What is expected:
According to the article on Kenya's AI Bill, who proposed the Artificial Intelligence Bill, 2026?

Source document:
════

Kenya’s AI Bill: Balancing Innovation and Regulation

Examining Kenya’s Artificial Intelligence Bill Amid Geopolitical Pressure and Regulatory Challenges

Across jurisdictions, approaches to artificial intelligence (AI) governance are increasingly converging on flexible, principles-based frameworks. These frameworks aim to balance innovation with oversight, rather than imposing rigid, prescriptive rules at an early stage of ecosystem development. However, Kenya’s Senator Karen Nyamu has proposed a comparatively hard regulatory approach in the Artificial Intelligence Bill, 2026. This is notable at a time when global trends favour adaptive models where regulatory frameworks prioritize principles over prescriptive legislation, balancing innovation with oversight.

Early-stage AI deployment in Kenya is already demonstrating tangible value in high-impact sectors such as telecommunications and financial services. In telecommunications, AI is being used to optimize network performance, enhance customer experience through chatbots and predictive analytics, and strengthen fraud detection and cybersecurity. In financial services, AI-driven credit scoring, fraud monitoring, and personalized financial products are improving efficiency, expanding access to credit, and reducing operational risk.

These use cases illustrate that even at a nascent stage, AI delivers measurable gains, highlighting the importance of a calibrated regulatory approach that mitigates risks while preserving the flexibility necessary to scale innovation across the economy.

════

Extracted material:

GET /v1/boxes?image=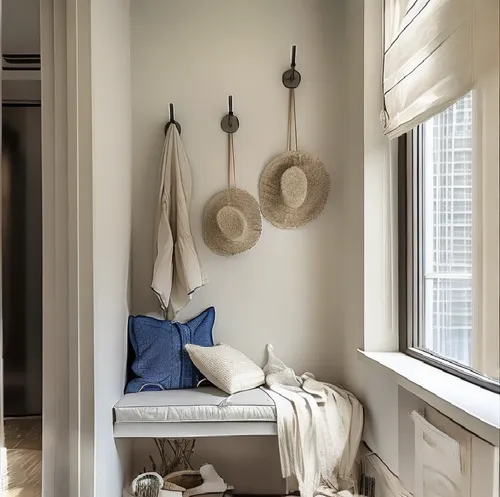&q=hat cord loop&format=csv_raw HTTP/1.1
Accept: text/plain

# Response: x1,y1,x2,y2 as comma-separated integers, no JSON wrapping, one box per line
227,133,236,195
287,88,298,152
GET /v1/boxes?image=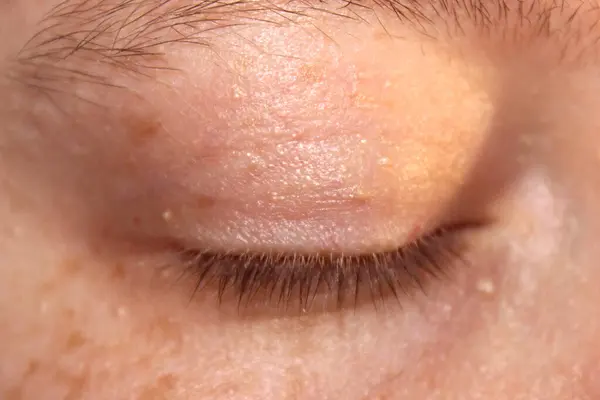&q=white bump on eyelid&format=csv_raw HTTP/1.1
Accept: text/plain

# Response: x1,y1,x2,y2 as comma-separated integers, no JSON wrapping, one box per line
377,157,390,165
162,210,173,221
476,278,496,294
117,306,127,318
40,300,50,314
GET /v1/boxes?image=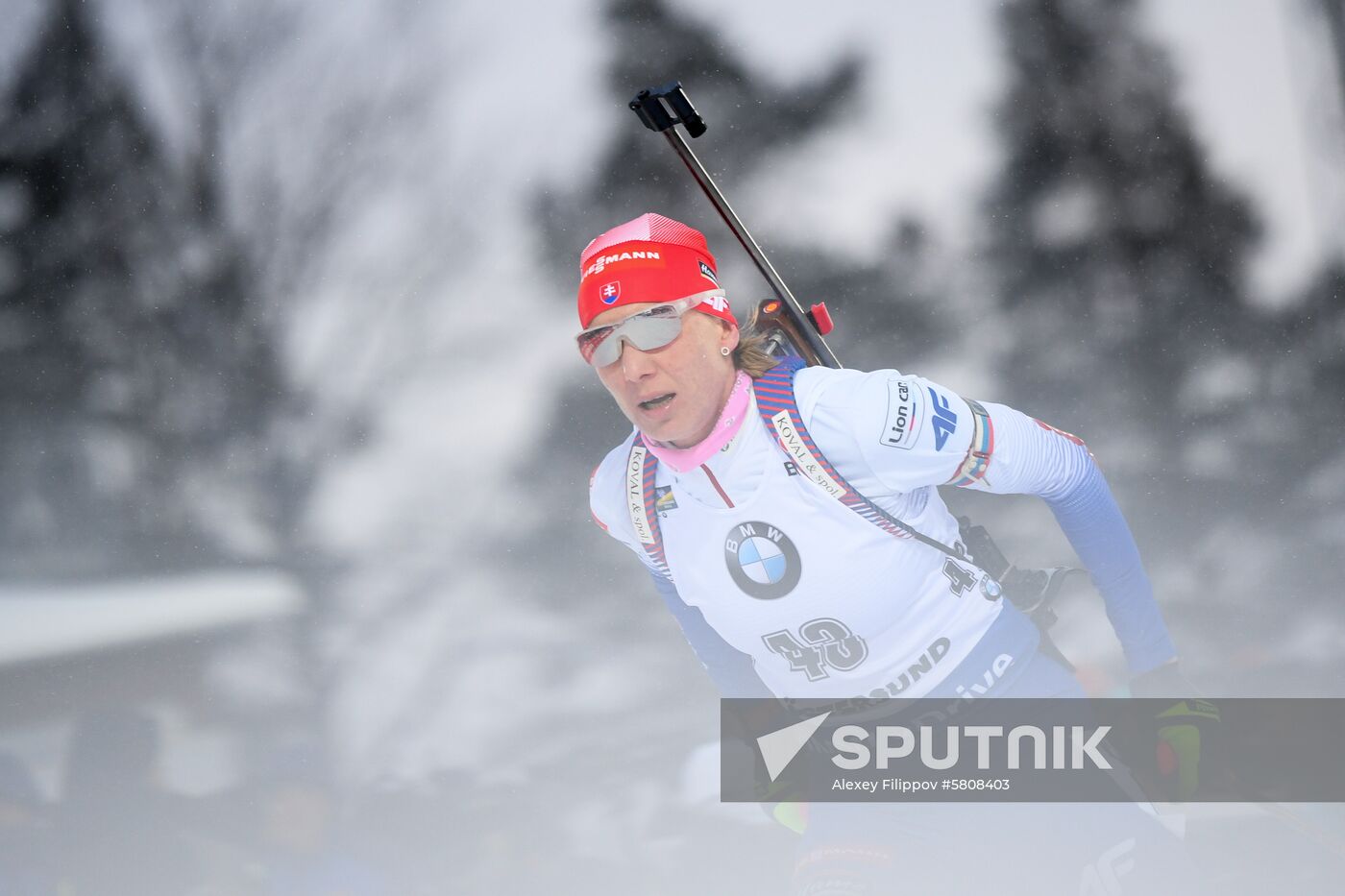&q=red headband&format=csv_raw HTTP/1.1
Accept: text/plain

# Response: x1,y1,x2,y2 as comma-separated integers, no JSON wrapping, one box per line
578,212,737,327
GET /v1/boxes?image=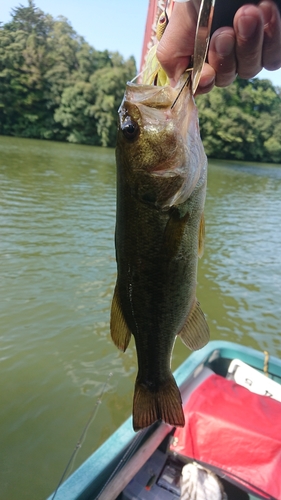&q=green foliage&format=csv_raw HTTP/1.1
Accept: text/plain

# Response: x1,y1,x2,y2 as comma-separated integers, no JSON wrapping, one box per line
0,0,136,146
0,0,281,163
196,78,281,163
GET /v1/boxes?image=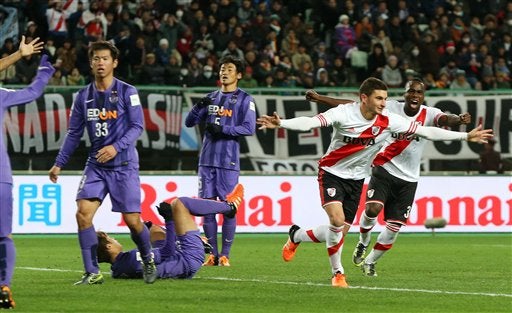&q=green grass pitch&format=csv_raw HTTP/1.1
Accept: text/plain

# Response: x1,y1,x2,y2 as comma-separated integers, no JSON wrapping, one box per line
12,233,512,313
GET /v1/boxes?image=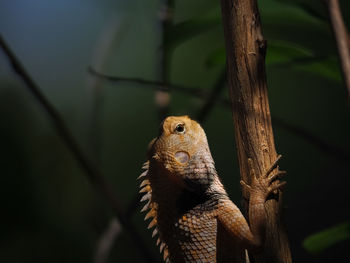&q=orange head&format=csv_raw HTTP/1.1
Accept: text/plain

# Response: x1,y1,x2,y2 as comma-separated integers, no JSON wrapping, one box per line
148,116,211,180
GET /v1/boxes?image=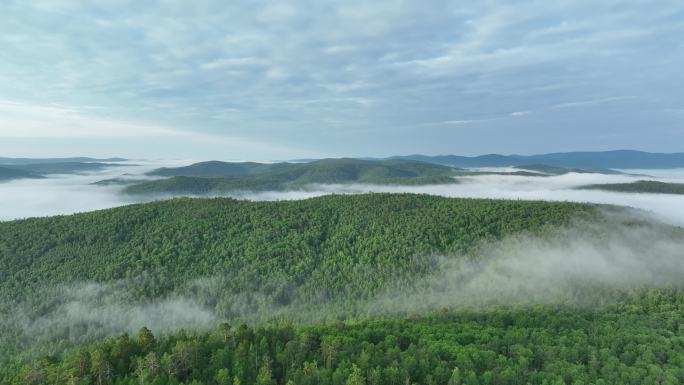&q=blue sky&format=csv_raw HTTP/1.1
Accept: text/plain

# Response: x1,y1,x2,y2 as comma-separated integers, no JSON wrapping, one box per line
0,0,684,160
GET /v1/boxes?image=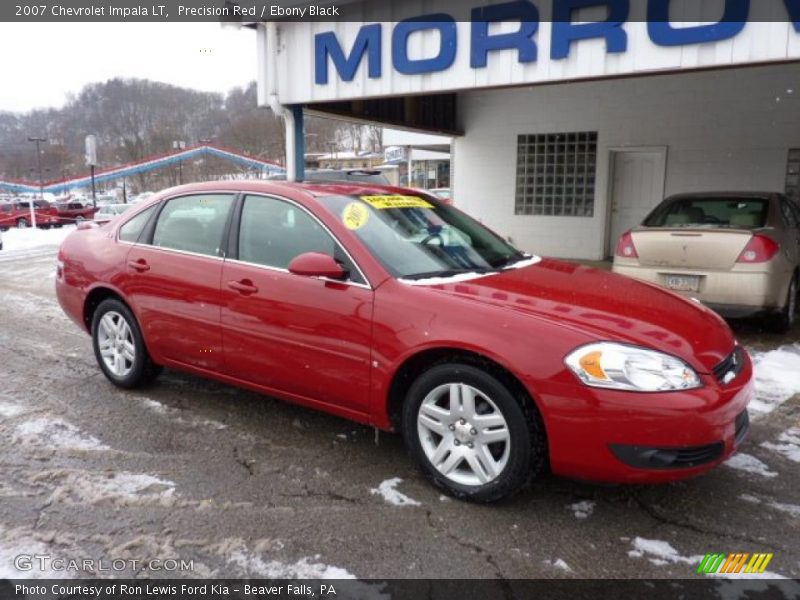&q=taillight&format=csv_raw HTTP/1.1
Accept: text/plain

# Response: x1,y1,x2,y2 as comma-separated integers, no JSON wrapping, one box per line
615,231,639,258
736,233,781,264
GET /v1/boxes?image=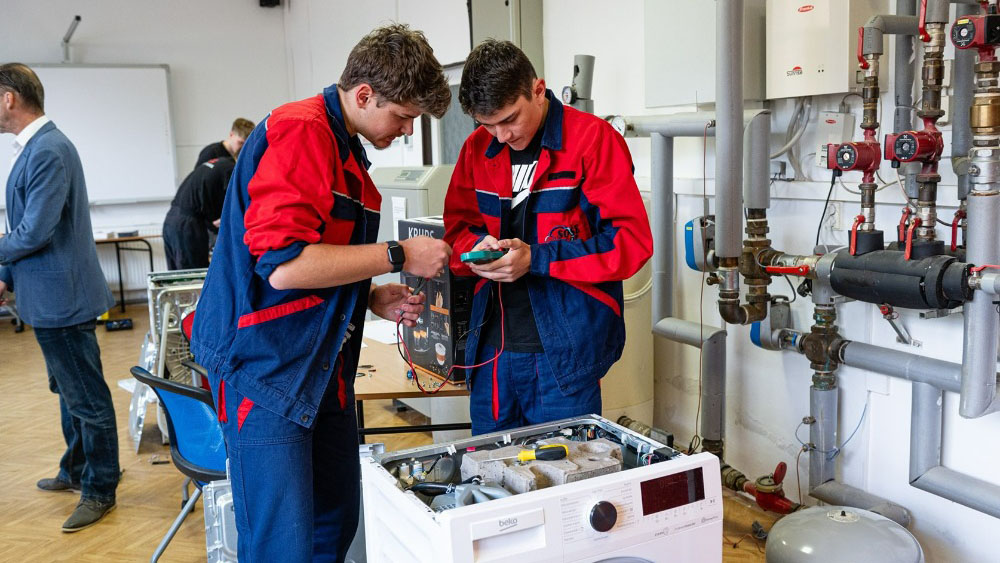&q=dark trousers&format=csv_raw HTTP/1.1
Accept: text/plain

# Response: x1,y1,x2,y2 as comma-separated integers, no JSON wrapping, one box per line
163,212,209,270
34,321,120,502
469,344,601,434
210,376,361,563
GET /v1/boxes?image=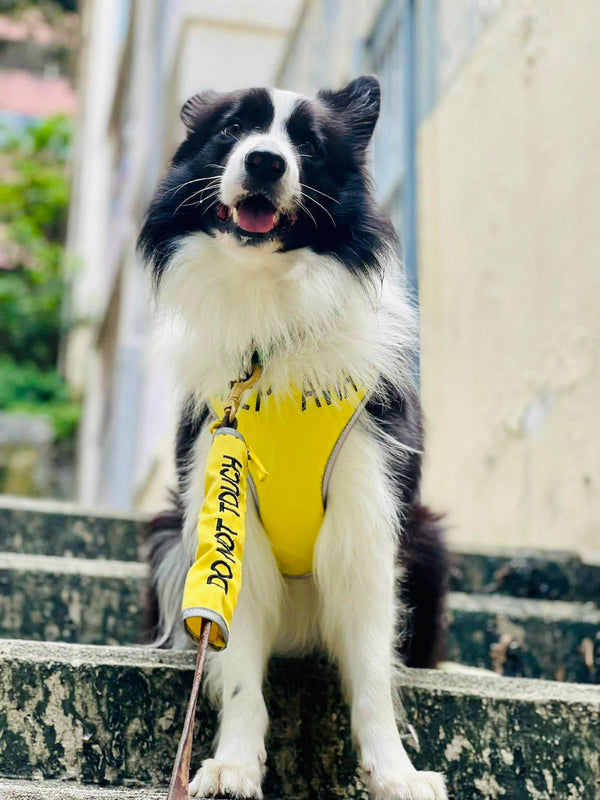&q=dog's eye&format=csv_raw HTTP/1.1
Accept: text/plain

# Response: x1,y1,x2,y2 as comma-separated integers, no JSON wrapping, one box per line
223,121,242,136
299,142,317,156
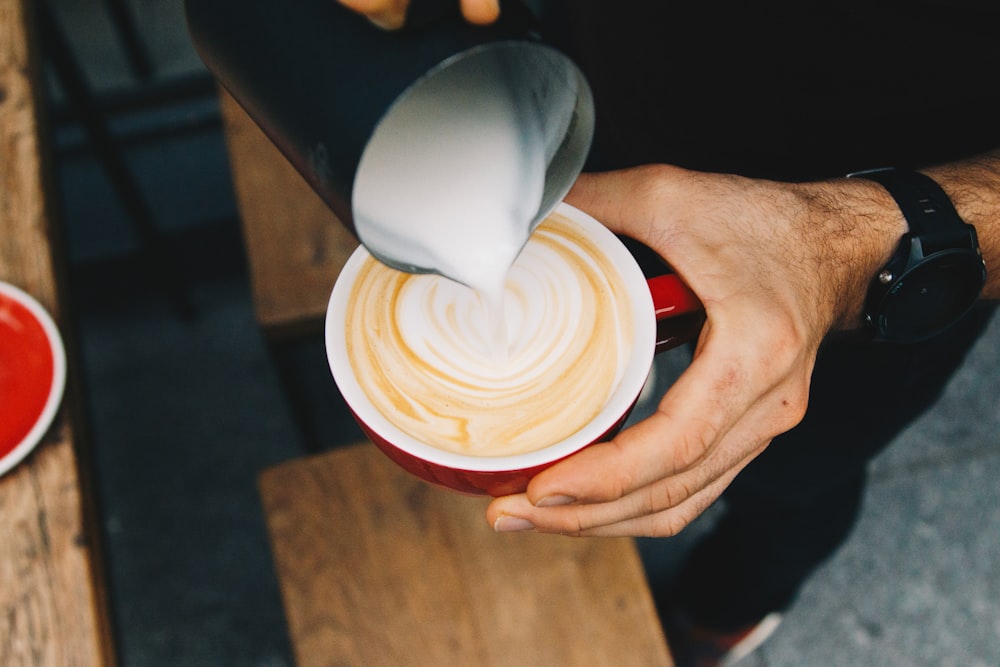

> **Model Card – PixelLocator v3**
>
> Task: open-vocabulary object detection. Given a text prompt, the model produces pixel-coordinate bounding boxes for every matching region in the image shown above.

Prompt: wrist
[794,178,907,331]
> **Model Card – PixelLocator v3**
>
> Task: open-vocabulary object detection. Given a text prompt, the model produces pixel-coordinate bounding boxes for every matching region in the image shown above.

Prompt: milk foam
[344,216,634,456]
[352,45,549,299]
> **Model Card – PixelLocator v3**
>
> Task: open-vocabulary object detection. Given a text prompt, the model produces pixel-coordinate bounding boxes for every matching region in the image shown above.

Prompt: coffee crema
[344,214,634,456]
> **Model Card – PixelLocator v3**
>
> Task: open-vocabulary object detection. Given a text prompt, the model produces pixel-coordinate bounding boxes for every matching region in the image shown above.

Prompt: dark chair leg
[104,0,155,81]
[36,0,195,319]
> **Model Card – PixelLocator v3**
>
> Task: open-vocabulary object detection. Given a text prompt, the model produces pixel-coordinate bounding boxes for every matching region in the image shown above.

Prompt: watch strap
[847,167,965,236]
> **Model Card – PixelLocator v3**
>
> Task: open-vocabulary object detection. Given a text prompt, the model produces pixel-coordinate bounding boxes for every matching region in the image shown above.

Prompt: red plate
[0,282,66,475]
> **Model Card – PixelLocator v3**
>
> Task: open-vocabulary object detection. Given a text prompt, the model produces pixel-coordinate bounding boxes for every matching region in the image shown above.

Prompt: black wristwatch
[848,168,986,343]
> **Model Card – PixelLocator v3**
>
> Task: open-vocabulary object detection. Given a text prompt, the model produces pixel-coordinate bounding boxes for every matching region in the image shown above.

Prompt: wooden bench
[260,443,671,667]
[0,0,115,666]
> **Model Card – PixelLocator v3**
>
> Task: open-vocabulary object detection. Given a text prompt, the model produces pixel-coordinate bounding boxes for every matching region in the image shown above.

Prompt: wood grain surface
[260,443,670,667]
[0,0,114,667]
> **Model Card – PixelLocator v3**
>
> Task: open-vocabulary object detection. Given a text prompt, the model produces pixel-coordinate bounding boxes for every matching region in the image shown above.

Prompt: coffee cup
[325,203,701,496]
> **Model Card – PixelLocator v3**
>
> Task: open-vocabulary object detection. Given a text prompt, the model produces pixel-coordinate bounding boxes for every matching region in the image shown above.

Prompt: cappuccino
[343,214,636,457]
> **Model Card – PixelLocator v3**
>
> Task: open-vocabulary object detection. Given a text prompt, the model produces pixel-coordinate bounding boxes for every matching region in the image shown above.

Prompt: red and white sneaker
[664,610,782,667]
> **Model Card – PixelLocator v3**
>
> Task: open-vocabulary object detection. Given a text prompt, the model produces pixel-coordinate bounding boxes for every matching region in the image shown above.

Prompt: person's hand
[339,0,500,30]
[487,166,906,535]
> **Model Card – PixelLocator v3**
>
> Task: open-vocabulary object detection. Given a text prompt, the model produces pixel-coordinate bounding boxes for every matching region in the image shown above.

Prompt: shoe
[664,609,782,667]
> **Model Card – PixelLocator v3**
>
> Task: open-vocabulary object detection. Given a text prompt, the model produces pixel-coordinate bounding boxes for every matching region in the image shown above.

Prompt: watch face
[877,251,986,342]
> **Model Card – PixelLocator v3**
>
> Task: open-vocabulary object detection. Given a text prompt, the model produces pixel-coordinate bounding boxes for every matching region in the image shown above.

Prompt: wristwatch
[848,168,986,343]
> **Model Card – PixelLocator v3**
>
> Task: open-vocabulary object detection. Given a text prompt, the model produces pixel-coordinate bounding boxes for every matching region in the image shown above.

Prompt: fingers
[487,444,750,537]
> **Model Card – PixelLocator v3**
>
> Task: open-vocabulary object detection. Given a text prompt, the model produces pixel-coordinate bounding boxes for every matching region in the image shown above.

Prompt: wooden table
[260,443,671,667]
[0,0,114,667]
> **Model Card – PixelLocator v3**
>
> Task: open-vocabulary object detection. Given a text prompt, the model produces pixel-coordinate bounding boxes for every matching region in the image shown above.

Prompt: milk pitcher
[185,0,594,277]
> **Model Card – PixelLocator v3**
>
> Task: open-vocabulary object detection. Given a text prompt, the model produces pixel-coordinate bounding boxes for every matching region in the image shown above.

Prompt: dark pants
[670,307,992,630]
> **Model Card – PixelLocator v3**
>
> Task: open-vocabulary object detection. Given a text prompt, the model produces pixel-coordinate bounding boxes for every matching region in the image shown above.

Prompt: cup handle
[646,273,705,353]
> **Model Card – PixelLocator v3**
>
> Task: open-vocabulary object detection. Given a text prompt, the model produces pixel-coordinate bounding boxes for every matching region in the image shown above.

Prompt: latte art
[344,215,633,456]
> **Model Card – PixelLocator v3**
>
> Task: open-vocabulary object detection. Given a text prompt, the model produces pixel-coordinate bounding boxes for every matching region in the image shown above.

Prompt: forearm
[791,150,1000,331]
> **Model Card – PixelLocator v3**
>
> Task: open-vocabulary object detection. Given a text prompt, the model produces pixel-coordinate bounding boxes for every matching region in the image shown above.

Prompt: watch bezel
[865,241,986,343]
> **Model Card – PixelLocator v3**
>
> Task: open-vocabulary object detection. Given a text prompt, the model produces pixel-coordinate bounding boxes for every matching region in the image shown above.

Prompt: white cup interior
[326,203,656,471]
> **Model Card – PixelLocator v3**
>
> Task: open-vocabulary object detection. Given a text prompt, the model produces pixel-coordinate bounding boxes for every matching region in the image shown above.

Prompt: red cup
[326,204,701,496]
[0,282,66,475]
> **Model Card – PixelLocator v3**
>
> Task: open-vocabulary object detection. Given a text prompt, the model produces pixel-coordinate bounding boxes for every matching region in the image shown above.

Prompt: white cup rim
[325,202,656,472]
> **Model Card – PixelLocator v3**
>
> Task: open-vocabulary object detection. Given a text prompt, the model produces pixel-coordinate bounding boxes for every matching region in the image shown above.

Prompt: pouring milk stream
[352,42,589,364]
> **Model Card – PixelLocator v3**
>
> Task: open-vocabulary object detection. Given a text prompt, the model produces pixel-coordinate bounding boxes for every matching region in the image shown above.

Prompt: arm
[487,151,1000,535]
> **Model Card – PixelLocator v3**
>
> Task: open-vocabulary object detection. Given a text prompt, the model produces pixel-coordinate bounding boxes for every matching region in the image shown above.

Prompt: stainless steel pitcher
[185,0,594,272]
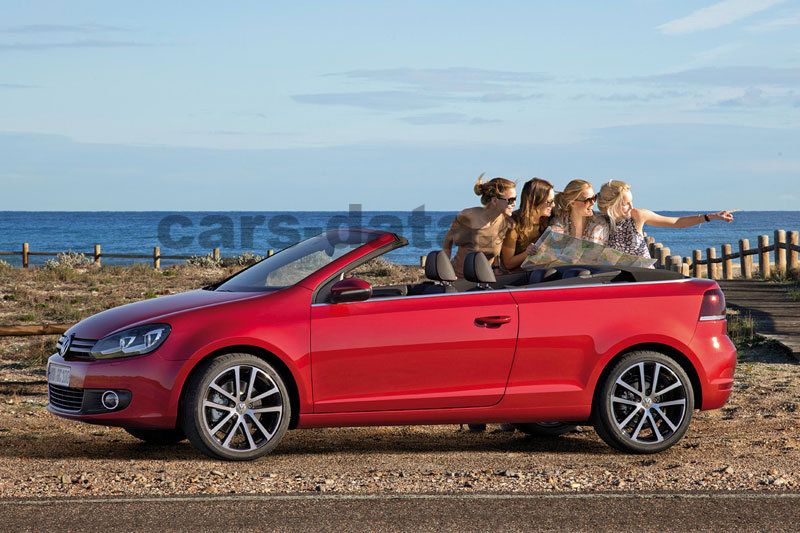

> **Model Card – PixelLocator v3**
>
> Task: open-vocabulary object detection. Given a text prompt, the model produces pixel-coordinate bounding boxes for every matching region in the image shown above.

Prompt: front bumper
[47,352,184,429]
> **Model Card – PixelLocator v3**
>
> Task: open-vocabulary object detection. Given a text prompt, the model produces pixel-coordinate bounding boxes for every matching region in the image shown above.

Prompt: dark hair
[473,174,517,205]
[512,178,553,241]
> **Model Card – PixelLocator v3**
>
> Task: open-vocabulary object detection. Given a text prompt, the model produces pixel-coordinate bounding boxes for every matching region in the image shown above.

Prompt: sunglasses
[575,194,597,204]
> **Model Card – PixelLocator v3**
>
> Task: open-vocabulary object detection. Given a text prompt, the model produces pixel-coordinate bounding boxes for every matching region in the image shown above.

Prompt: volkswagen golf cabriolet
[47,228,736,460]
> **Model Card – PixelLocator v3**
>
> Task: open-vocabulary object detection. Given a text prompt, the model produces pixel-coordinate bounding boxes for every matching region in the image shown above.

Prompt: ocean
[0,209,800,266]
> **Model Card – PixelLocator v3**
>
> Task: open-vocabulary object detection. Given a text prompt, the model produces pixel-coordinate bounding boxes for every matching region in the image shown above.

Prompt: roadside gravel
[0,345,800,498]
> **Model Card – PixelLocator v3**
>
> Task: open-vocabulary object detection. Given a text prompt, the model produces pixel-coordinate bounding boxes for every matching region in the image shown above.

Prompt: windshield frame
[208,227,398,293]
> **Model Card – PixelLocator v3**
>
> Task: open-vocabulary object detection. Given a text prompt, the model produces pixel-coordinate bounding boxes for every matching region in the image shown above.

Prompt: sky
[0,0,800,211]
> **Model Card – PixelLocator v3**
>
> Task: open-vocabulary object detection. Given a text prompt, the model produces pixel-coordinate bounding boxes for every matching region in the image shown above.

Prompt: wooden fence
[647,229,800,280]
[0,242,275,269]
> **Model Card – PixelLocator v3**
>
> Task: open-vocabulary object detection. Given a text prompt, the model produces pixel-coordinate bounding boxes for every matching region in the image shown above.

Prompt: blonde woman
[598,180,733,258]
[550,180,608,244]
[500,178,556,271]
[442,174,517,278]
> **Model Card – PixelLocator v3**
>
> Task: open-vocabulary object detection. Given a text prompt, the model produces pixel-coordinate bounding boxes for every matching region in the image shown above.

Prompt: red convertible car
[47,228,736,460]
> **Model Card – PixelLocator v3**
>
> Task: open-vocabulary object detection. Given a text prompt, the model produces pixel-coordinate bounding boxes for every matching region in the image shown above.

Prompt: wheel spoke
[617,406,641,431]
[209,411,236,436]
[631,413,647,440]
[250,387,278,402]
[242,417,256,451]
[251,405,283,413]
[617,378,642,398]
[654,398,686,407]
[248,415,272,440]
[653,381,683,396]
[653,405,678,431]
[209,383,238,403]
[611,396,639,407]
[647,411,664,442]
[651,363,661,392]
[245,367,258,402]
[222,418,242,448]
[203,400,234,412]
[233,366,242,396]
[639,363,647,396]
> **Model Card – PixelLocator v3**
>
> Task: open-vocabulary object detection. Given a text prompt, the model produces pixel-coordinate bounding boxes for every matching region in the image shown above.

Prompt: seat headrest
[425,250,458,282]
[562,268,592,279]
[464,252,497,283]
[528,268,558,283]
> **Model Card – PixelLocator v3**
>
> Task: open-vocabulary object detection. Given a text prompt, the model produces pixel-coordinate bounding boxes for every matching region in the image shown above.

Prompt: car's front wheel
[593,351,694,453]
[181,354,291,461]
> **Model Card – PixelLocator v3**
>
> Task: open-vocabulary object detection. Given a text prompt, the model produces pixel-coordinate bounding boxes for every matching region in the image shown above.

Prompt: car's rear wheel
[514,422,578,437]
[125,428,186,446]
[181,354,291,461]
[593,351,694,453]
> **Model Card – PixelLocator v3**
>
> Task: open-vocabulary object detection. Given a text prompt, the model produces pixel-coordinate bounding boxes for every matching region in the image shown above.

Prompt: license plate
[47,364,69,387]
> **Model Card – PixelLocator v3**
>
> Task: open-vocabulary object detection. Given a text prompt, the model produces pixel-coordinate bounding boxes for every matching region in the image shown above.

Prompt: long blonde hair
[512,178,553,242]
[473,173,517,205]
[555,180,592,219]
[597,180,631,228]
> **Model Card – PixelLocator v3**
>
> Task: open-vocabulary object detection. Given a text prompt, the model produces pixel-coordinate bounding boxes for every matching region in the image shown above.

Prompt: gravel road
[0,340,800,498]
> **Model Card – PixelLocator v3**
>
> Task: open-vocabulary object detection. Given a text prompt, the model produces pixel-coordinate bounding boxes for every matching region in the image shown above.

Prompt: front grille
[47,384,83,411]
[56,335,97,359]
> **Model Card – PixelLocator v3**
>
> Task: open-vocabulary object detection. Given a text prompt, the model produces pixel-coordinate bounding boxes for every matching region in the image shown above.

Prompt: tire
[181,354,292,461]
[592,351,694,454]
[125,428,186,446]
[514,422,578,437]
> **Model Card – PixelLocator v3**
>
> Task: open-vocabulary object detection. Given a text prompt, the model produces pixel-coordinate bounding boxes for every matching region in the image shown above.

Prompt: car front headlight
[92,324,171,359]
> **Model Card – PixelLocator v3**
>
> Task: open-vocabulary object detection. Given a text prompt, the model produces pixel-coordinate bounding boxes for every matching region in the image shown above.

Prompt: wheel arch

════

Answer to the problem:
Senator Karen Nyamu